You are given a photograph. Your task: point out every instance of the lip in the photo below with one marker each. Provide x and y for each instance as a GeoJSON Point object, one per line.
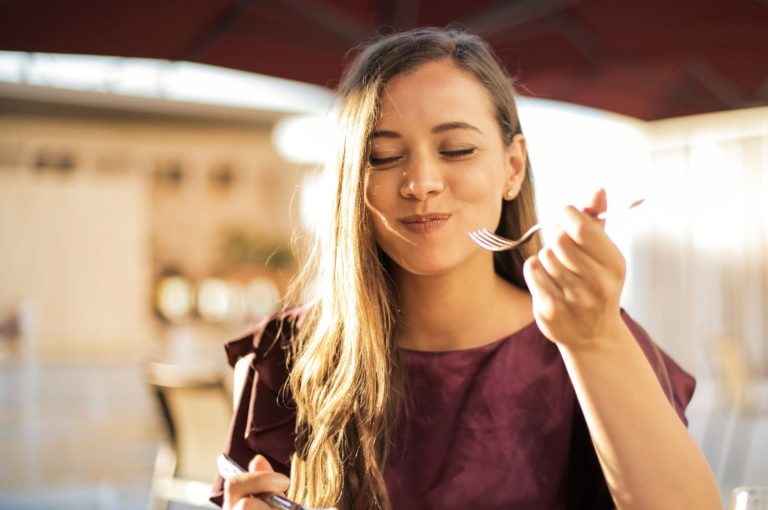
{"type": "Point", "coordinates": [424, 223]}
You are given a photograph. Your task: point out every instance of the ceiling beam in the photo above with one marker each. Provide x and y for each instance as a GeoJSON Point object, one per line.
{"type": "Point", "coordinates": [330, 17]}
{"type": "Point", "coordinates": [228, 19]}
{"type": "Point", "coordinates": [505, 15]}
{"type": "Point", "coordinates": [721, 87]}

__WHAT TO WORK ON__. Could you output the entire listing verbatim while omitting its pictures?

__SOLUTION TO THE PROBLEM__.
You are given a photograph. Your task: point out every instance of the lip in the photo below with one marker each. Provide x and y for each instance as a GeoJSON Point object, one per line.
{"type": "Point", "coordinates": [424, 223]}
You are given a photograph. Your task: point out every instance of the ceiling beam in the photo above with one marker each. Provide x and y for each instance as a GeoJSON Point object, one per line.
{"type": "Point", "coordinates": [330, 17]}
{"type": "Point", "coordinates": [228, 19]}
{"type": "Point", "coordinates": [505, 15]}
{"type": "Point", "coordinates": [721, 87]}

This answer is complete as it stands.